Events

The events table is a non-destructive, unfiltered, zero-assumption transformation of raw events data. This means that the row count by date will exactly match the row count for each corresponding date shard of the source events data.

Partitioning

The output events table is date-partitioned, which permits optimized date queries from downstream systems, is easy to work with for humans or agents and fits well within BigQuery's limits on table partitions.

If you have installed using the events_external template, the output table is hive-partitioned on the partition_date DATE column. This means that partition_date should be used in the WHERE clause of subsequent filtering statements.

The events_partitioned template will result in a date-partitioned Native Table in BigQuery, partitioned on the event_date DATE column, which should be used in subsequent WHERE clause filters.

Schema

The output schema is composed of existing and converted columns from the source data, restructured columns, as well as additional data and metadata columns.

Augmentation

In addition to the event_count, event_param and user_property STRUCT columns, the following additional fields are added to support downstream modelling. SQL definitions are included in the SQL Definitions section.

Metadata

Column Data Type Description
event_id STRING Unique id identifying each event
ga_session_id STRING Extracted from ga_session_id event_params, corresponding to the timestamp of the event start
ga4_dataset_id STRING The dataset_id (project_id.dataset_name) of the GA4 property
session_id STRING Session id derived from a combination of stream_id, user_pseudo_id and ga_session_id
Column Data Type Description
ga_session_id_is_null BOOL Flag whether the ga_session_id is null
user_pseudo_id_is_null BOOL Flag whether the user_pseudo_id is null
consent_status STRING Consent status for each event

Localization

The IANA tz database timezone in which each event occurred is derived from the geo.country, geo.region and geo.city columns. This supports offsetting the actual observed timestamps to compute the precise local time-of-day that an event occurred, for more accurate user journey time-delta metric modelling.

Column Field Path Data Type Description
local local.timezone_id STRING Timezone ID (e.g. Europe/Madrid)
local local.timezone_name STRING Timezone name (e.g. Central European Standard Time)

- INFORMATION SUPPLIED
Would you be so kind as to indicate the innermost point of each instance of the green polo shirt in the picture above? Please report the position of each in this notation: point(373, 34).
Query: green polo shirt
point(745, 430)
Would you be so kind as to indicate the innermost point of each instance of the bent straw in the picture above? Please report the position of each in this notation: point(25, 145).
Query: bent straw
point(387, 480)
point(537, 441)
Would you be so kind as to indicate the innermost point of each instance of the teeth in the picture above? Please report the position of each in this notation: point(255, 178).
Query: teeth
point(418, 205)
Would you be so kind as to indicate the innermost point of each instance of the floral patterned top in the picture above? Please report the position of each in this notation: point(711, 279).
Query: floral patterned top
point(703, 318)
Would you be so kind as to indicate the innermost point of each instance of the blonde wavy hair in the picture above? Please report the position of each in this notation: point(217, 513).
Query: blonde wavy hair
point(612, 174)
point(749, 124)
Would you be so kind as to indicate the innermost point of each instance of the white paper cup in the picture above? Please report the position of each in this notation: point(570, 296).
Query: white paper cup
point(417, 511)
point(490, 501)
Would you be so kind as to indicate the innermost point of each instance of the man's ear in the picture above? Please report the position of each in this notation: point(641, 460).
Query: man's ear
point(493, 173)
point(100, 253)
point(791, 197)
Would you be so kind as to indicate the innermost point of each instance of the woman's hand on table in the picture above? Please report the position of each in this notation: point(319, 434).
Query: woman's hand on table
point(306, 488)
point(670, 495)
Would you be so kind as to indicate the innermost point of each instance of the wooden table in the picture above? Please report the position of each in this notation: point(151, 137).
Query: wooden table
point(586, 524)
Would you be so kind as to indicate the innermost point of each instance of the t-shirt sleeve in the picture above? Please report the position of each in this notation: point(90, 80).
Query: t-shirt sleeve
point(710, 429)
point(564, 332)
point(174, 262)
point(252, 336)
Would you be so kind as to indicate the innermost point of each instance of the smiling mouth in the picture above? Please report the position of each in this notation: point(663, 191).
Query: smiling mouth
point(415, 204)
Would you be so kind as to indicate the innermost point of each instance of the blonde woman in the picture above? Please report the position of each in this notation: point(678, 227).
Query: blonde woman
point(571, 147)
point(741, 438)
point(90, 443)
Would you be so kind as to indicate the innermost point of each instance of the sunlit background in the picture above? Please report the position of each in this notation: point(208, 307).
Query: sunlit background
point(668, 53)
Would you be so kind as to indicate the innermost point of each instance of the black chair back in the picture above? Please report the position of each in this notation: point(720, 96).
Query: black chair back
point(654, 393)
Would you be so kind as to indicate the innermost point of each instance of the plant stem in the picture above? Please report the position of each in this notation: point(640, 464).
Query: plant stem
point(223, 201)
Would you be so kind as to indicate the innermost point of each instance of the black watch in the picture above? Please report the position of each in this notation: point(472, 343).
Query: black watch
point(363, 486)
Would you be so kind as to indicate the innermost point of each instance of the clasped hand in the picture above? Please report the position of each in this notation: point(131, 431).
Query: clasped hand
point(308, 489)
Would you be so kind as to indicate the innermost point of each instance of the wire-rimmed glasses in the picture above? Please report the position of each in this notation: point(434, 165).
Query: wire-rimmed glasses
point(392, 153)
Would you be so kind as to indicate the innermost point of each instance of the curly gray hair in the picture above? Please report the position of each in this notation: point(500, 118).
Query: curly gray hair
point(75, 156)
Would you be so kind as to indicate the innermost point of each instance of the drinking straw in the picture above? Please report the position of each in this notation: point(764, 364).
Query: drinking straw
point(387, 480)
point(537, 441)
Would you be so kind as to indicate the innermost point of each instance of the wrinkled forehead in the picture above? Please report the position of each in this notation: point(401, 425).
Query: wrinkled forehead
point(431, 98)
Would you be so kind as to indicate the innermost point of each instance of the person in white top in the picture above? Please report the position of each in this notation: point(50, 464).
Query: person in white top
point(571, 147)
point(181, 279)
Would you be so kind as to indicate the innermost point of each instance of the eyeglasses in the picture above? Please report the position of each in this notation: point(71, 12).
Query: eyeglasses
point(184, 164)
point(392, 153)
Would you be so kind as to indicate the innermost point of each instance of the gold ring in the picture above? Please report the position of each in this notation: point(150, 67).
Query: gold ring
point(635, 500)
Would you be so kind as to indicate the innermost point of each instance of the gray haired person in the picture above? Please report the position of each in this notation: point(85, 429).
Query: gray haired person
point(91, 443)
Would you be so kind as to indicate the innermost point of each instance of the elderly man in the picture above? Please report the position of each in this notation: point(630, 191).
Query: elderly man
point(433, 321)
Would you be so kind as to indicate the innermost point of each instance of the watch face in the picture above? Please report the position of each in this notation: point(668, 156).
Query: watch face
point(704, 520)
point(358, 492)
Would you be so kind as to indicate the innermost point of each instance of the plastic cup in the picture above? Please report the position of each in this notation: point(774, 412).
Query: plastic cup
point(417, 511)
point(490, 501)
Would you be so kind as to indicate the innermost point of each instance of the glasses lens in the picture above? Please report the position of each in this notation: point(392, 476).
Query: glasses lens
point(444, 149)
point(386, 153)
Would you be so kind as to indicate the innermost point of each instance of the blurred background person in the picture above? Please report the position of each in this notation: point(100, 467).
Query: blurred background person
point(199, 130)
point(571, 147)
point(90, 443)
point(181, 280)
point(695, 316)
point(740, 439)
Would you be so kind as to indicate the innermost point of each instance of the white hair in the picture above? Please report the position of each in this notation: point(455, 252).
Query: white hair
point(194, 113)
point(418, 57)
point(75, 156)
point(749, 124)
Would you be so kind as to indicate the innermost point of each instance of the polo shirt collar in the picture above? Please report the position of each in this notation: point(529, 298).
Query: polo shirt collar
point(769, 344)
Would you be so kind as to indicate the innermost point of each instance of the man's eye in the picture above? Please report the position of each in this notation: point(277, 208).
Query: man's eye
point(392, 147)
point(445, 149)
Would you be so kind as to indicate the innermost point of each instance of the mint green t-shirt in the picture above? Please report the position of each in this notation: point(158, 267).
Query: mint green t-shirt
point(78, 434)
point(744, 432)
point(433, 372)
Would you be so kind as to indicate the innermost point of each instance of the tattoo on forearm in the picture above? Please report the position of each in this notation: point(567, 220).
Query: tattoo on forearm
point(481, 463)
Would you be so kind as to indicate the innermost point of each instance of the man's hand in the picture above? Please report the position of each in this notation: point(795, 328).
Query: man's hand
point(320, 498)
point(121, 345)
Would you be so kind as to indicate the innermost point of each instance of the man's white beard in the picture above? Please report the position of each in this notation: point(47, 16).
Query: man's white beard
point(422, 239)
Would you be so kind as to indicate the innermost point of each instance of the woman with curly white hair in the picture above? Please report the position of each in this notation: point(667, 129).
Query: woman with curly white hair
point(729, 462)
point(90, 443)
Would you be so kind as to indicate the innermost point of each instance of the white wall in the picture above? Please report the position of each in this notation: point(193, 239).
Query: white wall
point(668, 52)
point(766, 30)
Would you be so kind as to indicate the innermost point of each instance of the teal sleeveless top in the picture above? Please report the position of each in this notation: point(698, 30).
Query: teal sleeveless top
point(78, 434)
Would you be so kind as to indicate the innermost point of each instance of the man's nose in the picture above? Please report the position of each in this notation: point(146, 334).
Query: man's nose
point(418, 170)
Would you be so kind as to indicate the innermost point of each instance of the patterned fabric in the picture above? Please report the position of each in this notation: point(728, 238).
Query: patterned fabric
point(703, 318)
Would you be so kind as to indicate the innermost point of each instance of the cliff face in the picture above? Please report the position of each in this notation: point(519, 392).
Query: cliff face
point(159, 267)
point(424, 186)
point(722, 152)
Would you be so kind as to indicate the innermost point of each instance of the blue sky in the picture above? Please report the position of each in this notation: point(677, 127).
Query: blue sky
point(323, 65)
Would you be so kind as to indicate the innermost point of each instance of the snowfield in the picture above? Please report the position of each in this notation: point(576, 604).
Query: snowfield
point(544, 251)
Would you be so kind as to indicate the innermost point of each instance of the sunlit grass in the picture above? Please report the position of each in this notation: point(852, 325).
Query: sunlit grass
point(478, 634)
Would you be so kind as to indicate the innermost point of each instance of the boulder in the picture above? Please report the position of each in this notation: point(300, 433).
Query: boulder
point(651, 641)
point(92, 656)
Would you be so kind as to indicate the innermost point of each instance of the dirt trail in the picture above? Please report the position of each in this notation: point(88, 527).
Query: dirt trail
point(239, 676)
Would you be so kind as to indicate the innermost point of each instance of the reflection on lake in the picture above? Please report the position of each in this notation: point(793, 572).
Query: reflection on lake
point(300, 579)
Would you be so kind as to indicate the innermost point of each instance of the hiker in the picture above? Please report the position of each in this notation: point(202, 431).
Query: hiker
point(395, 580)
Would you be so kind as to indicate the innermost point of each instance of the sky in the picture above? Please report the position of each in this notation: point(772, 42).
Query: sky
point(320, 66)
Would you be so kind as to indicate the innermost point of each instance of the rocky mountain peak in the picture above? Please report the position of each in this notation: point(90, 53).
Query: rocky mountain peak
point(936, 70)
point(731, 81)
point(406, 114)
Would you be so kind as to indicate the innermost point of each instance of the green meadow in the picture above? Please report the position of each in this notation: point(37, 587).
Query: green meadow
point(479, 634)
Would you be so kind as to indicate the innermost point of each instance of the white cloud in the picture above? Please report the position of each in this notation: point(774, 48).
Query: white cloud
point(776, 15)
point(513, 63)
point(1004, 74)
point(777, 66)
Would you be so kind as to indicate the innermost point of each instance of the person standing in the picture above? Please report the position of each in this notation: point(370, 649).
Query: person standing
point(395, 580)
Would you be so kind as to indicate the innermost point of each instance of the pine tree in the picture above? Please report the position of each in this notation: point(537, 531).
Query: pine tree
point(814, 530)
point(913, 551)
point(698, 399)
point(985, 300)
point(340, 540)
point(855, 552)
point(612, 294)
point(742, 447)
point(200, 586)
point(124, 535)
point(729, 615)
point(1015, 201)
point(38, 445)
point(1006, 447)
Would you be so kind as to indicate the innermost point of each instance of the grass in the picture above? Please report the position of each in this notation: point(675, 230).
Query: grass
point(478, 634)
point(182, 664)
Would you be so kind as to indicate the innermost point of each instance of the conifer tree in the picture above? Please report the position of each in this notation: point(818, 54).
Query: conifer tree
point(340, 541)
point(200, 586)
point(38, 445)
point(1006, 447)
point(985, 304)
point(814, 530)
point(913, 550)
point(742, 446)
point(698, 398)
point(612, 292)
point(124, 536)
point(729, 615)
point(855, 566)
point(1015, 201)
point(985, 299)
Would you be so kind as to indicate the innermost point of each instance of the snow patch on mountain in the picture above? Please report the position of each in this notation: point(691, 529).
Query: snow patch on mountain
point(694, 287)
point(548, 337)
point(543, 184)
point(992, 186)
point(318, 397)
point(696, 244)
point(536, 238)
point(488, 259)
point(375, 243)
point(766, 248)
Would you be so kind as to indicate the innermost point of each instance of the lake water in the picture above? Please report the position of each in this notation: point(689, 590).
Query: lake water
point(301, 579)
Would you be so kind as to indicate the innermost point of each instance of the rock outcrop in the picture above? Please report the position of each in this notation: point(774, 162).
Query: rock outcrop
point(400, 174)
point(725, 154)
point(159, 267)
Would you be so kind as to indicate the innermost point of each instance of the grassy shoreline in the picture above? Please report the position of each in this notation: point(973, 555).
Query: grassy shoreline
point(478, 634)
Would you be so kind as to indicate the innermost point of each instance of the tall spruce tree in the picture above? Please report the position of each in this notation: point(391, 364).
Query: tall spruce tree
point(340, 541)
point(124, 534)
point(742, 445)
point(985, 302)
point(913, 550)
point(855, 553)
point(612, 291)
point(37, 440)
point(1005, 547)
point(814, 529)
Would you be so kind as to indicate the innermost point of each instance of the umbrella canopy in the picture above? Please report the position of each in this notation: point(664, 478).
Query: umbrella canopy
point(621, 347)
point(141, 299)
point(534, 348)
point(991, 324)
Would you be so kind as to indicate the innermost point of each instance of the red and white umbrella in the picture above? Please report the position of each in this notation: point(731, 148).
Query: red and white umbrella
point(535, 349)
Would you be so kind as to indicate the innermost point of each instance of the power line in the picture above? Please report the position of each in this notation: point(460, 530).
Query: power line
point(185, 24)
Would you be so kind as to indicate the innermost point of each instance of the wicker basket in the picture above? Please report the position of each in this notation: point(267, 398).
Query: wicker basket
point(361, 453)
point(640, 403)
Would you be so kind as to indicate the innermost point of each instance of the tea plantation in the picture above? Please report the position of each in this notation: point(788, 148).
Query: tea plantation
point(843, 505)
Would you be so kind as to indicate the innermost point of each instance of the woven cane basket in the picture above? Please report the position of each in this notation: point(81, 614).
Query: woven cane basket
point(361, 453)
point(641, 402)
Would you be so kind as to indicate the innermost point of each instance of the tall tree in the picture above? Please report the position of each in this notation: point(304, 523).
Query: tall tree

- TASKS FOR THIS EXERCISE
- 1) Reproduce the passage of the events table documentation between "If you have" and "WHERE clause filters.", inclusive.
- 2) According to the events table documentation, which column is the output table hive-partitioned on when installed with the events_external template?
- 3) Write the next part of the events table documentation, picking up after its final line.

- SOLVED TASKS
- 1)
If you have installed using the events_external template, the output table is hive-partitioned on the partition_date DATE column. This means that partition_date should be used in the WHERE clause of subsequent filtering statements.

The events_partitioned template will result in a date-partitioned Native Table in BigQuery, partitioned on the event_date DATE column, which should be used in subsequent WHERE clause filters.

- 2) The partition_date DATE column.

- 3)
local local.country_code STRING ISO 3166-1 two-letter country code
local local.timezone_source STRING city, region or country depending on the matching level of the geo fields
local local.latitude STRING Latitude of the identified location
local local.longitude STRING Longitude of the identified location
local local.event_date DATE Locally-adjusted event_date column
local local.event_timestamp DATE Locally-adjusted event_timestamp column
local local.event_previous_timestamp DATE Locally-adjusted event_previous_timestamp column
local local.user_first_touch_timestamp DATE Locally-adjusted user_first_touch_timestamp column

Approximate latitude and longitude is also included for versatile mapping applications.

SQL Definitions

Default Configuration

The default configurations for web and app streams are aligned to the Automatically Collected Events documentation. Additional detected values will also be automatically reflected in the output schema.

These default values can be excluded upon installation by setting the include_default_events and/or include_default_event_params BOOL options to false.

Metadata

Column Descriptions

Note that the events table does not contain column descriptions. This is intentional, as Decode GA4 builds a foundation model which will require subsequent transformation in order to improve downstream analytics performance and agentic understanding.

Since column names do not propagate automatically in subsequent transformation steps, the recommended approach is to add column names to the final analytics/agent-ready downstream tables only, which then act as valuable context for users, BI tools, Semantic Layers, Agents or MCPs.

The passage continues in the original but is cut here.